• WORK ITEM
The expected output is each line below containing "formatted", copied in full.
[DATASET CONTENT]
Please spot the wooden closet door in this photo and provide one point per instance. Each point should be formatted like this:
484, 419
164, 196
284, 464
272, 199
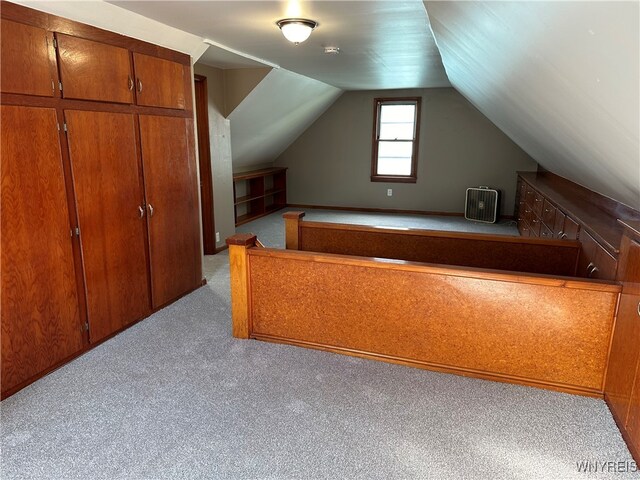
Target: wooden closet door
94, 71
159, 82
28, 62
112, 229
172, 198
41, 324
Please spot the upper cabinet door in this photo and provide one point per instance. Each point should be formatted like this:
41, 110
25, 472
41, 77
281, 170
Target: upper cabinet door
159, 83
171, 187
41, 323
28, 62
94, 71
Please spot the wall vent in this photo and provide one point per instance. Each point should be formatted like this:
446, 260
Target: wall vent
481, 204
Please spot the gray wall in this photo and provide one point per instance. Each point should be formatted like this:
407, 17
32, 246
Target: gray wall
220, 140
330, 163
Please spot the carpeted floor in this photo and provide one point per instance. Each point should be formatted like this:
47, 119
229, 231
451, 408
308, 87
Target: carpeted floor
176, 396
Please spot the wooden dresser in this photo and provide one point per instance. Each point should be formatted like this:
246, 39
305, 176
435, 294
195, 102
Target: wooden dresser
99, 187
550, 206
622, 388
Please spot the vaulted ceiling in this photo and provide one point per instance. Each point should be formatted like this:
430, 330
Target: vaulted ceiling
560, 78
383, 43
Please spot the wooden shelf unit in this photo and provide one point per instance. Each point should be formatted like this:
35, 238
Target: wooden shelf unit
258, 193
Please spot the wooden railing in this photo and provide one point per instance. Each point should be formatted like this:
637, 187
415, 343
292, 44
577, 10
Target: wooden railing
501, 252
521, 328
[/DATASET CONTENT]
• EXERCISE SOLUTION
Please spot the wooden closet door in this photo and provide one point per instance. Each point should be formatted like this:
Please spot the upper cabinet door in this photo and provide one point per instance. Each point should be formatted like this:
Please spot the wall vent in this photo and provide one point per instance. Each point should be formatted like this:
Please spot the gray wall in this photo and provide one point per instance. Each point should be formatted like this:
Please spot the carpeted floor in this photo and provide one point per instance. Each point should be formatted like this:
Please spot the wooden dresser in this photo and provide one point per instance. Each point should be formatted like this:
Please spot the vaulted ceiling in this photo and provide one point per instance. Each point should be formatted like this:
Please spot the wooden shelf unit in this photo and provide one point per instance. Each point should be formatted like this:
Please spot the wooden railing in this photo and provide one point per instance. Each point should be formatted like this:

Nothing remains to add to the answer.